• _SUPPLIED DATA_

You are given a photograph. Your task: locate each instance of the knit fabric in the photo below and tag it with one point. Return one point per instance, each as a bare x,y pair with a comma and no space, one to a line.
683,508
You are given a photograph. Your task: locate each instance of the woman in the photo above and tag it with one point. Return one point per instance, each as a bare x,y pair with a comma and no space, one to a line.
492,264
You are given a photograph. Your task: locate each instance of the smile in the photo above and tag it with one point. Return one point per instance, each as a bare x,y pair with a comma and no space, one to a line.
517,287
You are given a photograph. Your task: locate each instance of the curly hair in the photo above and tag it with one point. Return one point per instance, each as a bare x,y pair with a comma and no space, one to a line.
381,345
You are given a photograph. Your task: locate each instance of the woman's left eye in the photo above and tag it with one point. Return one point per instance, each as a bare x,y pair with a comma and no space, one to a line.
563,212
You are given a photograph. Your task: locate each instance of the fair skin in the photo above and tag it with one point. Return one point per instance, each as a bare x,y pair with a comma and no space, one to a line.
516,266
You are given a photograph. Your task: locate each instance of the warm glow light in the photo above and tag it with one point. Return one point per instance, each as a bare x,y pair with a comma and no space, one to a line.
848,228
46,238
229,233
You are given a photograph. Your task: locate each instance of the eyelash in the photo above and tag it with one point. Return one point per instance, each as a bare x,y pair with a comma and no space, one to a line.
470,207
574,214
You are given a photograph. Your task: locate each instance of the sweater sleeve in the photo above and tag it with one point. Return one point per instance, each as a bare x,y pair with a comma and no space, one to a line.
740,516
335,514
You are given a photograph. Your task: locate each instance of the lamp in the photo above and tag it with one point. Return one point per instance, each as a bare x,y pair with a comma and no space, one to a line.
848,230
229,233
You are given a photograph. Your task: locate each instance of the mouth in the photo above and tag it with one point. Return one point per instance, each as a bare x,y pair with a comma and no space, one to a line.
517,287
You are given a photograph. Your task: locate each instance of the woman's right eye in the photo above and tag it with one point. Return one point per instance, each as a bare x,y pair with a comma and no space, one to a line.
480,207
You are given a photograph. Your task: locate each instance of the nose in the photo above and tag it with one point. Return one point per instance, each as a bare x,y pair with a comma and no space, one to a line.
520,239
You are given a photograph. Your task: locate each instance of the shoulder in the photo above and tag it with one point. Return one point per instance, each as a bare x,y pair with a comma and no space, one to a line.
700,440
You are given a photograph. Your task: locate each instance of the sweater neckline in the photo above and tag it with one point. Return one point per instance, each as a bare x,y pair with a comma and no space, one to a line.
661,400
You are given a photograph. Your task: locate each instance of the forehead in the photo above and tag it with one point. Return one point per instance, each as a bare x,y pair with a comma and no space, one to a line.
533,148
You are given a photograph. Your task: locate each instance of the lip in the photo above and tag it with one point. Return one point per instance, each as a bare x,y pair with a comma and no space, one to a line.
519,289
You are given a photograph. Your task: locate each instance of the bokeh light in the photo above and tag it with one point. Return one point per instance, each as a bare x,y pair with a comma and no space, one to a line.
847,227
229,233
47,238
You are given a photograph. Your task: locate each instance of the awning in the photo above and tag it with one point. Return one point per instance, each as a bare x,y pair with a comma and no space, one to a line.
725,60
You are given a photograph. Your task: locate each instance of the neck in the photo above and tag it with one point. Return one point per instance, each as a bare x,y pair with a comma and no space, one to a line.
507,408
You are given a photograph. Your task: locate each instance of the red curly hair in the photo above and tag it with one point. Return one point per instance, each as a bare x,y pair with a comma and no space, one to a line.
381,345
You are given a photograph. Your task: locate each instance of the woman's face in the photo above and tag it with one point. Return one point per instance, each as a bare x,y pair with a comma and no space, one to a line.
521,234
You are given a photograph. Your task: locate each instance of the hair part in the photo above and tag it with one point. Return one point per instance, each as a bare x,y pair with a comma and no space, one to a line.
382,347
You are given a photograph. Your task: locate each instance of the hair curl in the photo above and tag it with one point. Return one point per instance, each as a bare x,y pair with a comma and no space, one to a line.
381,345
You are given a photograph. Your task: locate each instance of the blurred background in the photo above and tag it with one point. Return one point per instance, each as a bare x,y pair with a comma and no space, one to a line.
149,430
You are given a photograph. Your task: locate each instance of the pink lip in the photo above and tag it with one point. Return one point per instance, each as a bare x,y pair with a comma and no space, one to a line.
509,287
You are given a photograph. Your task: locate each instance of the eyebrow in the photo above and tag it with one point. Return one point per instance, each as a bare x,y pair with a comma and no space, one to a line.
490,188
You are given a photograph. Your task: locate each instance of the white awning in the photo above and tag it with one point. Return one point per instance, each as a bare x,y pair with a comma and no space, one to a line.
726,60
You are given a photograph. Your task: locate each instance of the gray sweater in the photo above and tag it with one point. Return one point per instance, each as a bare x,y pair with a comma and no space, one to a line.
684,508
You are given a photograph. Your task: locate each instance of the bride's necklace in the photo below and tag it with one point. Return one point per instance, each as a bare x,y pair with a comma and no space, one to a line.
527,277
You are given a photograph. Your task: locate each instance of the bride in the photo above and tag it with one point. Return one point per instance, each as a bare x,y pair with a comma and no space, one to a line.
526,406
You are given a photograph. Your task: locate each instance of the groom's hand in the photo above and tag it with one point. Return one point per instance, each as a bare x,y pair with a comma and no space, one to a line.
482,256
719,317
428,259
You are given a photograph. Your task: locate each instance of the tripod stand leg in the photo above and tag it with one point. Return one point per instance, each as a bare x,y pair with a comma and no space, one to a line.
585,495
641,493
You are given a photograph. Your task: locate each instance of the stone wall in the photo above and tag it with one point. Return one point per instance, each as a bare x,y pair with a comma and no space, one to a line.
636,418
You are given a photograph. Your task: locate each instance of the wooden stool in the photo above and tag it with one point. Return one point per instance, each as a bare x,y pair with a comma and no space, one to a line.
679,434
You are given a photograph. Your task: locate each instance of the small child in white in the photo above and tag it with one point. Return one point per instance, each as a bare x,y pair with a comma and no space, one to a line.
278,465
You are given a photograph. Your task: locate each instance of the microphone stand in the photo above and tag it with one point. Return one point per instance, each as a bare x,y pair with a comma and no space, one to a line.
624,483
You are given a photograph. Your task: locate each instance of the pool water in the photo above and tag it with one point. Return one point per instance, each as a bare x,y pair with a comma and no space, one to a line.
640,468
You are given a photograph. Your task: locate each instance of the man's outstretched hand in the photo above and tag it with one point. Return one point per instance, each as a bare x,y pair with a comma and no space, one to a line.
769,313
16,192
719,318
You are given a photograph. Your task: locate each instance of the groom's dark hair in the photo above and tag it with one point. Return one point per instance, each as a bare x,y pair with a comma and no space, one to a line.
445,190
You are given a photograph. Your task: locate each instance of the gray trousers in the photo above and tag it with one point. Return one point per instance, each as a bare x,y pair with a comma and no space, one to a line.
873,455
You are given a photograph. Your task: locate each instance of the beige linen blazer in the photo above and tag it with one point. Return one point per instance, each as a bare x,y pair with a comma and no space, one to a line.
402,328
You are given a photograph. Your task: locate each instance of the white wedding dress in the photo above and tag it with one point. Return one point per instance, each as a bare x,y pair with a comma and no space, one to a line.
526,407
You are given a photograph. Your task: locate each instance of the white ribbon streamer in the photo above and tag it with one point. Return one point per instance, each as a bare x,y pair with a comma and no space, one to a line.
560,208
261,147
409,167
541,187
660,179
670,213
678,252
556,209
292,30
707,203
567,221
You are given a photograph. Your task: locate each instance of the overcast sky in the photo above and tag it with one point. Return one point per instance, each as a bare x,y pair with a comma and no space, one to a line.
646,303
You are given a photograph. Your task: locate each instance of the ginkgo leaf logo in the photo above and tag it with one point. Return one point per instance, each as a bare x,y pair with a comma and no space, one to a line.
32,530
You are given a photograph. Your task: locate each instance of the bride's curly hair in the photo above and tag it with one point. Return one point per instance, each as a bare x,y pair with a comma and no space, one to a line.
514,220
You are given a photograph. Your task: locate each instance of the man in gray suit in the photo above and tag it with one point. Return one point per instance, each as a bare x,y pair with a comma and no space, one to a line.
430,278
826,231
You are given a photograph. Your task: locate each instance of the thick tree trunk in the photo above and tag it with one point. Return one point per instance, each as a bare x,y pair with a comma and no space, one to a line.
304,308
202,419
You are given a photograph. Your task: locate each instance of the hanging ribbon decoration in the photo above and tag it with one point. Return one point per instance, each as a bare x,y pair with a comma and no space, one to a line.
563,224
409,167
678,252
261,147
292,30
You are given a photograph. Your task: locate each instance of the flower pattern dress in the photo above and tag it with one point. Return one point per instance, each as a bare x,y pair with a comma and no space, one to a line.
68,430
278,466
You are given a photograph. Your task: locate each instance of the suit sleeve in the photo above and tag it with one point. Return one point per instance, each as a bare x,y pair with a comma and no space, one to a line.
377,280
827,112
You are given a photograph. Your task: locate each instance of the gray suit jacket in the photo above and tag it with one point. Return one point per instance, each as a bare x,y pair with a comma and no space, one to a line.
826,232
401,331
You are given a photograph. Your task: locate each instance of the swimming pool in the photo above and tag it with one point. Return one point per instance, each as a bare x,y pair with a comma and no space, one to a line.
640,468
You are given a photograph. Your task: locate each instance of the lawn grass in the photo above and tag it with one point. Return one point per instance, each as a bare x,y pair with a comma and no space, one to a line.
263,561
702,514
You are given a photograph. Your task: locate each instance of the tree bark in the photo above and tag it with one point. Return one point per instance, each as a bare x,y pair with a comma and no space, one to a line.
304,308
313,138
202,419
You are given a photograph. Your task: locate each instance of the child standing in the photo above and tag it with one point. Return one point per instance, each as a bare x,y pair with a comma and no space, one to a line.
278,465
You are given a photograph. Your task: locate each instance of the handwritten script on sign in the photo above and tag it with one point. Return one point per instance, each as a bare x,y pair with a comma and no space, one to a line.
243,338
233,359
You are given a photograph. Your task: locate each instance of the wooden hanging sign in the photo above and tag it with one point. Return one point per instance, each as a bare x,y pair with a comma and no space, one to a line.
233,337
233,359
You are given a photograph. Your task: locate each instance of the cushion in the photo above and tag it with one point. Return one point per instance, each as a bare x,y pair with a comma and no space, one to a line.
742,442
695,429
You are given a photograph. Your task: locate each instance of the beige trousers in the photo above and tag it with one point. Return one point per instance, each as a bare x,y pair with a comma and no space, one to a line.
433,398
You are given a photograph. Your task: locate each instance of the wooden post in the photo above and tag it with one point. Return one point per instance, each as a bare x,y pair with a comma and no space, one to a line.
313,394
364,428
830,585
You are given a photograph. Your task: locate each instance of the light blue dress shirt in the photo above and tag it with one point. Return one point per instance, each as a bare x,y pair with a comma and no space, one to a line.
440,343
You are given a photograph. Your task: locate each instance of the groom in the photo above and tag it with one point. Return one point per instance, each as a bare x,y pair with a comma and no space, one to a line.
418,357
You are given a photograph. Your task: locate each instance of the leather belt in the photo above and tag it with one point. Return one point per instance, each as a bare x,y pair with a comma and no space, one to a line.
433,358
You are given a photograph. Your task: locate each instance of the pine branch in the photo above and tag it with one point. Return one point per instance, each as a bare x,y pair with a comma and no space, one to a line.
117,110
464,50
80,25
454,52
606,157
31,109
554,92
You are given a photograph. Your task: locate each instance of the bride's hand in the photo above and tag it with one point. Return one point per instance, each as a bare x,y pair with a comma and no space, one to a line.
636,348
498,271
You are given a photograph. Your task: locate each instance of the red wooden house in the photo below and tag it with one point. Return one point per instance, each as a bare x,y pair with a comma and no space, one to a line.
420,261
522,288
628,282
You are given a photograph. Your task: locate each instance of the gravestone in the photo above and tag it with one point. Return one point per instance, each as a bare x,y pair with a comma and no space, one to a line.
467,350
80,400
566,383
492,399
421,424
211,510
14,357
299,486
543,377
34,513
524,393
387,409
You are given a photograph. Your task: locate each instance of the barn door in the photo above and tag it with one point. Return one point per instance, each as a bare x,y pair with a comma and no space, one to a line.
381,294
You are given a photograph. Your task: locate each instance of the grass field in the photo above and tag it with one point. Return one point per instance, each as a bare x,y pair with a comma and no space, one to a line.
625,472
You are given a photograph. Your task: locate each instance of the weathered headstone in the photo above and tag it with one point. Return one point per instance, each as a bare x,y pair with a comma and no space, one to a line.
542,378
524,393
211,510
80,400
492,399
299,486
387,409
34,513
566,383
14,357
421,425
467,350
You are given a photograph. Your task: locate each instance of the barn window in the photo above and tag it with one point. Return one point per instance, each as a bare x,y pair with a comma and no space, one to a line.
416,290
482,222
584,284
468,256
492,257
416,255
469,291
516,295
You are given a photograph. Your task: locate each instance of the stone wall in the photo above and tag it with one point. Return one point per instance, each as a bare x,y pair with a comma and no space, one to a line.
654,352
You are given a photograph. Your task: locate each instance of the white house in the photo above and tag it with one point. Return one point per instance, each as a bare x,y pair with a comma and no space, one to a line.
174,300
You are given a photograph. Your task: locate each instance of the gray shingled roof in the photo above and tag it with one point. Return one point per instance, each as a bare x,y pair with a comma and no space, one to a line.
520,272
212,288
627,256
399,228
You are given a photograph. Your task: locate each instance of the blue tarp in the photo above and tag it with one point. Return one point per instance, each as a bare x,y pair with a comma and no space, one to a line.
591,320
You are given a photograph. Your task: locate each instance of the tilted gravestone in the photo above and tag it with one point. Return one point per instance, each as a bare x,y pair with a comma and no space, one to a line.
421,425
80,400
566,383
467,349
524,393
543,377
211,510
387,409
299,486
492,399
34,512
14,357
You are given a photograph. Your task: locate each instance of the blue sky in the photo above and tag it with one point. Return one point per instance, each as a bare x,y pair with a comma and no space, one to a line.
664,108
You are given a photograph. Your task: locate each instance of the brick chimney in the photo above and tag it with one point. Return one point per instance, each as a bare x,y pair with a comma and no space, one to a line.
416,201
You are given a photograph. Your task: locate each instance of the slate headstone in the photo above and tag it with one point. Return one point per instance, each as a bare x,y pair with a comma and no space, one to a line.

• _AIM_
Transcribe word for word the lines from the one holding "the barn window" to the last line of the listing above, inclusive.

• _SOLUTION TO THIS TASK_
You are given a photograph. Your task: locate each instance of the barn window in the photo above and tag it with one point. Return one point per instance, each as a bare x,y pair with a comma and no space, one to a line.
416,290
482,222
584,284
468,256
492,257
416,255
469,291
516,295
You are given a photograph. Your task: locate each instance of the stone wall in the photo above and tag it with one point. Return one point per instance, each as a bare x,y pair with a comma and no space, one to a line.
654,352
You are given a photograph. Your task: locate each instance of the white house in the photo above and tag it with one point. Return one point per instance, each as a bare x,y pair with a comma and no space, one to a line.
174,300
You are given a photograph. Your task: locate each instance of the gray shingled roof in the photo above and tag it with one point. Return one point per instance, each as a bare x,y pair with a comma and no space, one to a line.
520,272
212,288
627,256
399,228
You are given a photograph. Your task: locate each instance of the blue tarp in the photo above and tag it with one point. Return one point per instance, each as a bare x,y pair with a comma and no space, one to a line.
591,320
You are given a photograph. Your task: locate each instance of the tilted gravestone in the photo above and tag it with one point. Return one point per instance, each as a bare x,y pair with a comma and no space, one to a line.
421,425
80,400
566,383
467,349
524,393
543,377
211,510
387,409
299,486
492,399
34,512
14,357
You are given a photograph. Your task: locate each instance of the blue sky in the photo above and tag it with one point. Return one point per instance, each as a bare x,y pair with a comma and no space, one to a line.
664,108
You are given a photograph. Your task: locate each instance of the brick chimney in the photo above and tag it with one point. Return one point per instance, each as a bare x,y pair with a comma and no space, one to a line.
416,201
You are given a photograph. Your task: locate each instance of the slate headstone in the photo above and tag it with one point. Return one point per instance, each as a bare x,y pair with a comma and no space, one to a line.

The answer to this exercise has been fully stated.